**Problem**
Starting with the first line of the items below, print each line unchanged and go on through the line that contains "x=1120 y=132".

**Given records**
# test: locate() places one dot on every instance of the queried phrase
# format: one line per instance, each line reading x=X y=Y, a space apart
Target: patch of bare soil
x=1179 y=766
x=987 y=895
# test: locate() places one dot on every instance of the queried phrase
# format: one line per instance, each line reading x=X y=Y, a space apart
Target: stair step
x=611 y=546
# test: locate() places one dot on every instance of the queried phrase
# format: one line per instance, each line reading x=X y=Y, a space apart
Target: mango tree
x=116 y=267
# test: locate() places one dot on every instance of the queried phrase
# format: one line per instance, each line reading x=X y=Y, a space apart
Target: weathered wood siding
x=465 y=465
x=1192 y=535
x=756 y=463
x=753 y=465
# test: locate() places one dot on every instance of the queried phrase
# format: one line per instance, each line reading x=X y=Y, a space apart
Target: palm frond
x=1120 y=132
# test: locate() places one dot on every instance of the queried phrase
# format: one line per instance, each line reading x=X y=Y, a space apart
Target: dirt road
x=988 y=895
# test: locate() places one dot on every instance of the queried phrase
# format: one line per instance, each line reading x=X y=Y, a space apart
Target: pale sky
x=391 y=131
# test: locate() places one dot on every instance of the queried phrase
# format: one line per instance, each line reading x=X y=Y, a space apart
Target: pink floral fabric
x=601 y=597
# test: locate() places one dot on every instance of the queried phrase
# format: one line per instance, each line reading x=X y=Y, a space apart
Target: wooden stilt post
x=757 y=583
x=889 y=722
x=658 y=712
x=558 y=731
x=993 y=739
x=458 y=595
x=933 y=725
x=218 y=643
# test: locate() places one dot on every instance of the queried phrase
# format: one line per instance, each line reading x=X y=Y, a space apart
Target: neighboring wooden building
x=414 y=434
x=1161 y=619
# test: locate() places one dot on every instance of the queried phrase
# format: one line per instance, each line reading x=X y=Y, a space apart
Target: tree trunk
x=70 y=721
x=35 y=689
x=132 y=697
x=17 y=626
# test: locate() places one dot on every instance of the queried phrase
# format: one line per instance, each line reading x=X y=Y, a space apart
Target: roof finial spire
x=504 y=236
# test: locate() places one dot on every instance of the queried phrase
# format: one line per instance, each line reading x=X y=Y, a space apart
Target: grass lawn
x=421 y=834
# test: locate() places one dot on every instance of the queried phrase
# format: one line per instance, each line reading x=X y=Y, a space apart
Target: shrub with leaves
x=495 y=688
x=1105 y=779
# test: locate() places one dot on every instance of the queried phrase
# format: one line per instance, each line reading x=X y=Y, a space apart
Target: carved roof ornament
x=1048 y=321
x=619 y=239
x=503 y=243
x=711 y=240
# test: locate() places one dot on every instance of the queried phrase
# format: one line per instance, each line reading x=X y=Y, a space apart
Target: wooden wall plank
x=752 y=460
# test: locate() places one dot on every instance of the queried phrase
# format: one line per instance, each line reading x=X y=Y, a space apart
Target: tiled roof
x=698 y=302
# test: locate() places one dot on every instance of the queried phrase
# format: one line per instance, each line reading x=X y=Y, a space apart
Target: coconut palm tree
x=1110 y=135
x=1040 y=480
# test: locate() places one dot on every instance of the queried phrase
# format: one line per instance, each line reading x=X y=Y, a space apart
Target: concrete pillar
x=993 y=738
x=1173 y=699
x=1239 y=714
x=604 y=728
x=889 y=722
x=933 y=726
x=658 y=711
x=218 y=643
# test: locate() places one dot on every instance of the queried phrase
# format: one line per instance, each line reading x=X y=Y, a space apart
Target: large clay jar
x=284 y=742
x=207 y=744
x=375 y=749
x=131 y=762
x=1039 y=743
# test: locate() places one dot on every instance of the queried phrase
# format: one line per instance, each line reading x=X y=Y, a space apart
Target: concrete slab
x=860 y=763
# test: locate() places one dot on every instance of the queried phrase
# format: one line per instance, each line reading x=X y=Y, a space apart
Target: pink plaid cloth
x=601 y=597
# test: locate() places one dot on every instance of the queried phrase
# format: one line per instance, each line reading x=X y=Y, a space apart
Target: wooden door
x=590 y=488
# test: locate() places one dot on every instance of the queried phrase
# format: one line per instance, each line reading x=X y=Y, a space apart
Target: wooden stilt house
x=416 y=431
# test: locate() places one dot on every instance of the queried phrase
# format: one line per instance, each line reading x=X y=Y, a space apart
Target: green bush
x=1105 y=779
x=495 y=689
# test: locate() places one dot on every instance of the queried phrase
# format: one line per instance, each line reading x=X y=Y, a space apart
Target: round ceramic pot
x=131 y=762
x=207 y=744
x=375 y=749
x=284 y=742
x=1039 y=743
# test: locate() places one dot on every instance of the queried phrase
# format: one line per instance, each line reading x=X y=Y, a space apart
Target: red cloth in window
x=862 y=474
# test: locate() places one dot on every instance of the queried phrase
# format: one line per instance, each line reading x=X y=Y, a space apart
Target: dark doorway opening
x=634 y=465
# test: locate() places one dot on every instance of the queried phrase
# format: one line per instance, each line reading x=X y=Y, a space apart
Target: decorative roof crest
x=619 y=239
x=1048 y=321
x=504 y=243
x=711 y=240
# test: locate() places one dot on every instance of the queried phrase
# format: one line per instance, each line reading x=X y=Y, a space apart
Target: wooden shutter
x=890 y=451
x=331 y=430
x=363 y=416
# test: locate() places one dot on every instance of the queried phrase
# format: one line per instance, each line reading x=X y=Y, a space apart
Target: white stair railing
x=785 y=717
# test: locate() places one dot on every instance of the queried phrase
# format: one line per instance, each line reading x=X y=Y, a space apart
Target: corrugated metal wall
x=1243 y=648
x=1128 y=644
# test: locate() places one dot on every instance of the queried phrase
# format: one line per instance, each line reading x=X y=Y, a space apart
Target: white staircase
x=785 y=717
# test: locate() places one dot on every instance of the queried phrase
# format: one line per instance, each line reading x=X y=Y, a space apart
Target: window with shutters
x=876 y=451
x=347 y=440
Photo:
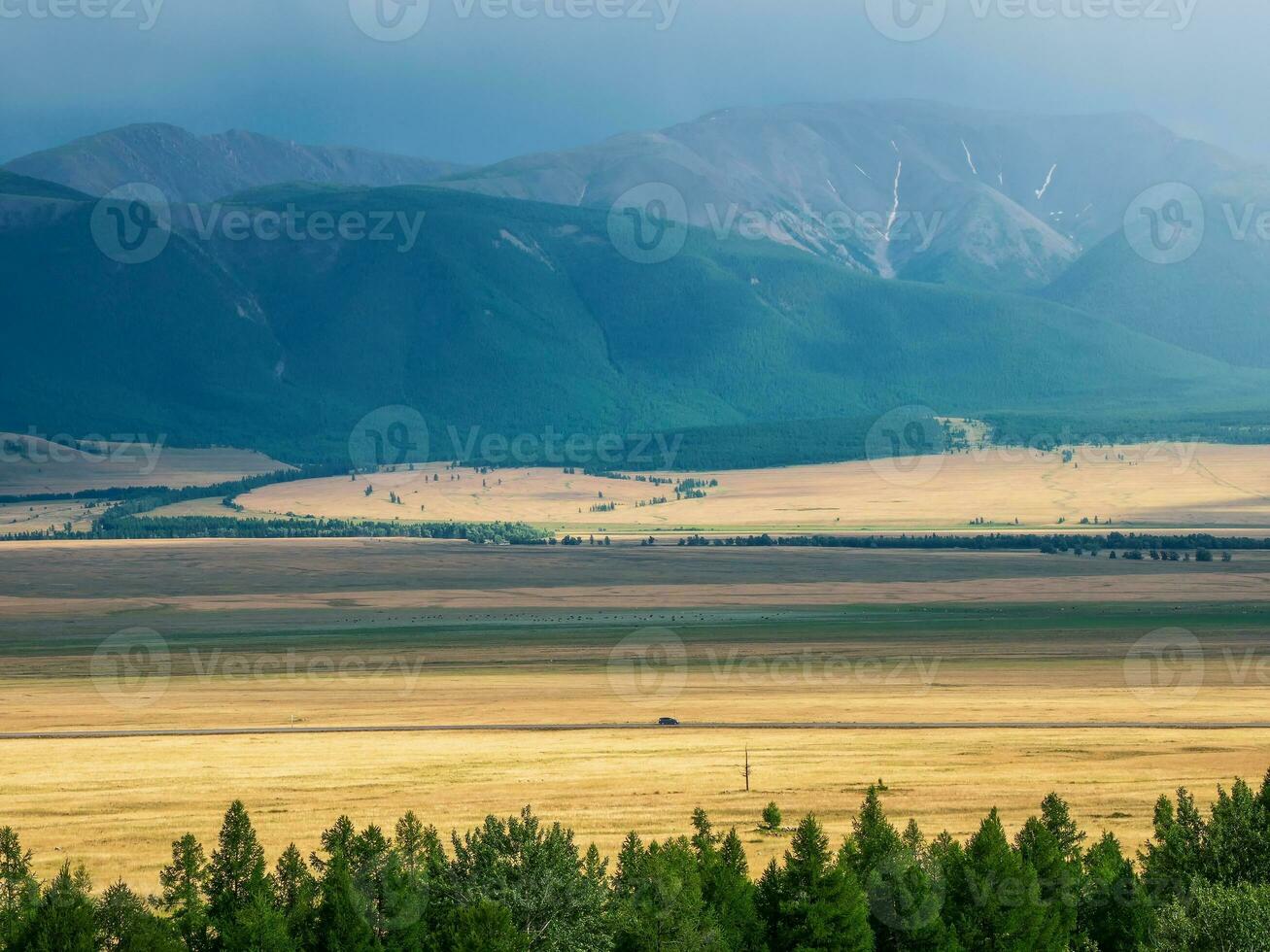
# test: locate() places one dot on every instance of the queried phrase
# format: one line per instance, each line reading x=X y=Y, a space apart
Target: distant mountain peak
x=192 y=168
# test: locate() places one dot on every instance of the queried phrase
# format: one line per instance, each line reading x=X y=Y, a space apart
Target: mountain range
x=189 y=168
x=508 y=305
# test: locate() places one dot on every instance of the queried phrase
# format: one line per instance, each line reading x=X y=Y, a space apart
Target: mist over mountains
x=842 y=260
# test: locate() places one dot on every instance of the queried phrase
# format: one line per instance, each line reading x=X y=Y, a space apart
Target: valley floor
x=1152 y=487
x=189 y=634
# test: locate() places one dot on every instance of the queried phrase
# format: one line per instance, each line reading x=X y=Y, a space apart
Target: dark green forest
x=514 y=885
x=511 y=318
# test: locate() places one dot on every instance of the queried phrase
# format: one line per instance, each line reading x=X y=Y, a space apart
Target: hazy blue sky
x=472 y=87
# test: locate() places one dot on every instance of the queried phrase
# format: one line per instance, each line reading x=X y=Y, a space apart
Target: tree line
x=1020 y=542
x=174 y=527
x=518 y=885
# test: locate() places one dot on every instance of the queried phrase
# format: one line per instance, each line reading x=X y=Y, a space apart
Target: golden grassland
x=117 y=805
x=339 y=632
x=17 y=518
x=31 y=464
x=1175 y=485
x=232 y=587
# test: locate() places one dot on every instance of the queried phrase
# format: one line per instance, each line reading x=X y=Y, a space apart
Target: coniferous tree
x=905 y=894
x=819 y=904
x=19 y=889
x=64 y=920
x=1058 y=877
x=725 y=886
x=296 y=895
x=342 y=922
x=126 y=924
x=558 y=899
x=183 y=884
x=993 y=898
x=1237 y=838
x=485 y=927
x=1216 y=919
x=1175 y=856
x=659 y=901
x=241 y=906
x=1114 y=913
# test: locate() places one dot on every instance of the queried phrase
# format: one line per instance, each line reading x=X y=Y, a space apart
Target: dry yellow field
x=117 y=805
x=1156 y=485
x=32 y=464
x=17 y=518
x=375 y=632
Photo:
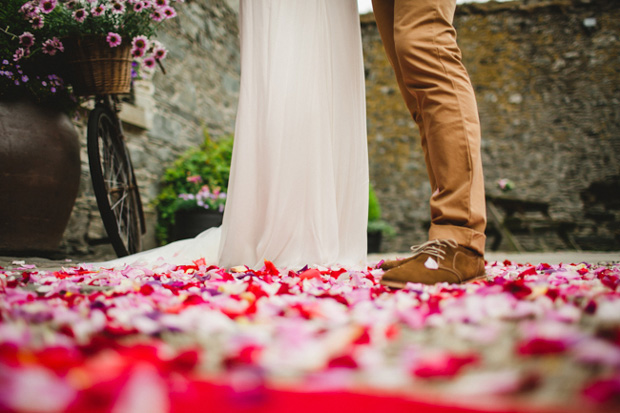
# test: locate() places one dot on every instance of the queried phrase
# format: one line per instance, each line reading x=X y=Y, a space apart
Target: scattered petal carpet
x=531 y=338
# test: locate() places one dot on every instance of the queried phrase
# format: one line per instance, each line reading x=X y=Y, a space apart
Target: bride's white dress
x=298 y=191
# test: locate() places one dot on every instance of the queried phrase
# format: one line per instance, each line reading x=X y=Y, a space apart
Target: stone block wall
x=198 y=91
x=546 y=75
x=547 y=82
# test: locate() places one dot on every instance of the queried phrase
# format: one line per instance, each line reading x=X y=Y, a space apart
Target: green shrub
x=208 y=164
x=375 y=223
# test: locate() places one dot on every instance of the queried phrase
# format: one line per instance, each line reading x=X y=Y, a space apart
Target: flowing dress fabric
x=298 y=191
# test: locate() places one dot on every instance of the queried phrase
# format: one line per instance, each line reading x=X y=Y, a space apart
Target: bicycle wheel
x=114 y=183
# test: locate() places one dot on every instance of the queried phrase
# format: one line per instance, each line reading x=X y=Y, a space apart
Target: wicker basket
x=95 y=68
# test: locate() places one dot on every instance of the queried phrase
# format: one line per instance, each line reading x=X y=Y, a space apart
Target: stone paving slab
x=557 y=257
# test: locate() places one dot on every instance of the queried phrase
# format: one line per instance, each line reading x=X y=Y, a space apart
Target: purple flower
x=19 y=53
x=140 y=42
x=149 y=63
x=160 y=53
x=118 y=7
x=97 y=10
x=138 y=7
x=53 y=45
x=169 y=12
x=137 y=53
x=37 y=22
x=26 y=39
x=29 y=10
x=80 y=14
x=47 y=6
x=157 y=16
x=113 y=39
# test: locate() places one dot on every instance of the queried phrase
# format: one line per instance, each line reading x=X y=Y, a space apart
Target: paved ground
x=566 y=257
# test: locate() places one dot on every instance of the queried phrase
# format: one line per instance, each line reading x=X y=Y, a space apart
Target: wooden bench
x=508 y=216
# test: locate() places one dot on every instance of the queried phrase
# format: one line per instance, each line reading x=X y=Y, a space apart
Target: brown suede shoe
x=436 y=261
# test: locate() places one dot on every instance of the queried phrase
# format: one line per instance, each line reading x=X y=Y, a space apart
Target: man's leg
x=420 y=42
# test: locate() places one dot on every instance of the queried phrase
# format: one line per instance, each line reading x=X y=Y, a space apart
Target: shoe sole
x=400 y=285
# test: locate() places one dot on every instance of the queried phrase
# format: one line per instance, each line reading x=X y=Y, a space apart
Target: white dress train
x=298 y=191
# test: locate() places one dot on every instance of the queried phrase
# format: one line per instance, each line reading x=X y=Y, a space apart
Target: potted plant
x=39 y=147
x=192 y=196
x=377 y=227
x=83 y=41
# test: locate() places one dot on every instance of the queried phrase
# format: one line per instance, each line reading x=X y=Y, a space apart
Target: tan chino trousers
x=420 y=43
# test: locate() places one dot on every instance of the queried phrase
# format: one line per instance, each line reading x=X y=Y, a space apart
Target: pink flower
x=157 y=16
x=137 y=52
x=443 y=365
x=98 y=10
x=118 y=7
x=194 y=179
x=541 y=345
x=19 y=53
x=29 y=9
x=53 y=45
x=140 y=42
x=113 y=39
x=47 y=6
x=160 y=53
x=168 y=12
x=149 y=63
x=37 y=22
x=80 y=14
x=26 y=39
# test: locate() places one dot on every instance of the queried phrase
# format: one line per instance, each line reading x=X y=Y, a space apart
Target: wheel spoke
x=118 y=188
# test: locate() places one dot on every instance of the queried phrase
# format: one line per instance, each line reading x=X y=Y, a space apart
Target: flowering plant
x=505 y=184
x=193 y=181
x=207 y=198
x=32 y=37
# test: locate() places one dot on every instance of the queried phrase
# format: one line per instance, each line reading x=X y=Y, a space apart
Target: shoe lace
x=434 y=248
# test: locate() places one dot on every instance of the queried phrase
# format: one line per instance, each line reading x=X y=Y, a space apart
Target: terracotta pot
x=190 y=222
x=39 y=177
x=374 y=241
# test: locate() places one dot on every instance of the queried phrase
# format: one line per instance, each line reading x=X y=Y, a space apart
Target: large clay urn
x=39 y=177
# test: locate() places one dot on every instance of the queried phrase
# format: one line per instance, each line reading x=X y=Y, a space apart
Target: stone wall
x=547 y=81
x=198 y=91
x=546 y=77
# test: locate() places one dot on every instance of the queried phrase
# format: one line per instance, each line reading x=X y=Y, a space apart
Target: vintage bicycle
x=105 y=73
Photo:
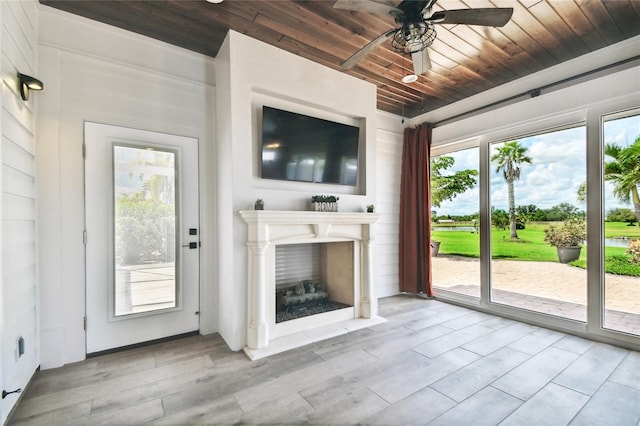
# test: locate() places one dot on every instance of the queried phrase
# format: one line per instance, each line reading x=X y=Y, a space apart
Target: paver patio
x=547 y=287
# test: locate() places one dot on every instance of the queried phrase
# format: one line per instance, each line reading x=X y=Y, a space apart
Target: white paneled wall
x=18 y=290
x=94 y=72
x=388 y=167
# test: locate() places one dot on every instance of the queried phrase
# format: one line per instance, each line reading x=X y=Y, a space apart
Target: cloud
x=557 y=170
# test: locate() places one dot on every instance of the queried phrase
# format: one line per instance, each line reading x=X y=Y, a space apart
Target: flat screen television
x=297 y=147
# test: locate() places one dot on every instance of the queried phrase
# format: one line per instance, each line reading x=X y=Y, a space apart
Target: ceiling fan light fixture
x=413 y=37
x=409 y=78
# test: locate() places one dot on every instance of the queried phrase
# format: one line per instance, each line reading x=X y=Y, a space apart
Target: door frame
x=142 y=138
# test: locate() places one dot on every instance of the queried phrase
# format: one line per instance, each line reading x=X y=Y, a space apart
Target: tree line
x=622 y=169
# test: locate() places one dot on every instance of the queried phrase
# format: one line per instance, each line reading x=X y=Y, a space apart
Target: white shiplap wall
x=95 y=72
x=18 y=290
x=388 y=167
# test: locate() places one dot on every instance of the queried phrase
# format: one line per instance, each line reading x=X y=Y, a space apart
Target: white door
x=142 y=236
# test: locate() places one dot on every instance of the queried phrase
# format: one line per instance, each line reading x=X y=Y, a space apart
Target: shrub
x=571 y=233
x=634 y=251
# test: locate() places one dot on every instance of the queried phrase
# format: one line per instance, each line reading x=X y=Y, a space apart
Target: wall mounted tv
x=297 y=147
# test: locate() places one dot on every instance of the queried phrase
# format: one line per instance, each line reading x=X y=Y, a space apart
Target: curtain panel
x=415 y=215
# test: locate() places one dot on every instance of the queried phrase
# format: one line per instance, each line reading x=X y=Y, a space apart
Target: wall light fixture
x=26 y=83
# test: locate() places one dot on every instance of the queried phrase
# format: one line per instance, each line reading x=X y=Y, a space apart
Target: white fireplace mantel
x=269 y=228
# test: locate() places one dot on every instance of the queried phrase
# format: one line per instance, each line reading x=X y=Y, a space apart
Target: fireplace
x=312 y=279
x=340 y=243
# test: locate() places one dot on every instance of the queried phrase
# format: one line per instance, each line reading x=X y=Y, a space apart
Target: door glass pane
x=455 y=237
x=145 y=230
x=534 y=187
x=621 y=226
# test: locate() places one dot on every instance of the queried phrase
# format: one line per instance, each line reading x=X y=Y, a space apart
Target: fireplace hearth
x=344 y=241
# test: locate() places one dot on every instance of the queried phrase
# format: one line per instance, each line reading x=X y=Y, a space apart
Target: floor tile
x=553 y=405
x=491 y=342
x=591 y=369
x=418 y=408
x=536 y=341
x=532 y=375
x=470 y=379
x=411 y=380
x=628 y=371
x=612 y=404
x=487 y=407
x=445 y=343
x=574 y=344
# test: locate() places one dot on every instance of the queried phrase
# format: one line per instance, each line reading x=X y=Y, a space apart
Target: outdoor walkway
x=547 y=287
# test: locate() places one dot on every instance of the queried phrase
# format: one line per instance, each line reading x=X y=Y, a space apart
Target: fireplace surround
x=351 y=257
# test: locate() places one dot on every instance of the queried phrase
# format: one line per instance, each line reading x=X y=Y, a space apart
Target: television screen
x=302 y=148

**Exercise output**
# test: locate() places one dot on every instance of the queried phrase
# format: one line per instance, each line reading x=X y=Y, a space apart
Target: patch of bare soil
x=1179 y=766
x=987 y=895
# test: locate() places one dot on every instance of the queried phrase
# format: one line per instance, each line reading x=X y=Y, a space apart
Target: stair step
x=611 y=546
# test: locate() places one dot on every instance of the queried phrase
# format: one line per instance, each line reading x=X y=Y, a space apart
Target: mango tree
x=116 y=267
# test: locate() places one dot on every instance of the queried phrase
# format: one line per instance, each line reading x=X y=Y, a space apart
Target: weathered wood siding
x=465 y=465
x=1192 y=535
x=756 y=463
x=753 y=465
# test: locate() places one dot on every instance of the queried phrase
# format: one line per instance, each line reading x=X y=Y, a space apart
Target: palm frond
x=1120 y=132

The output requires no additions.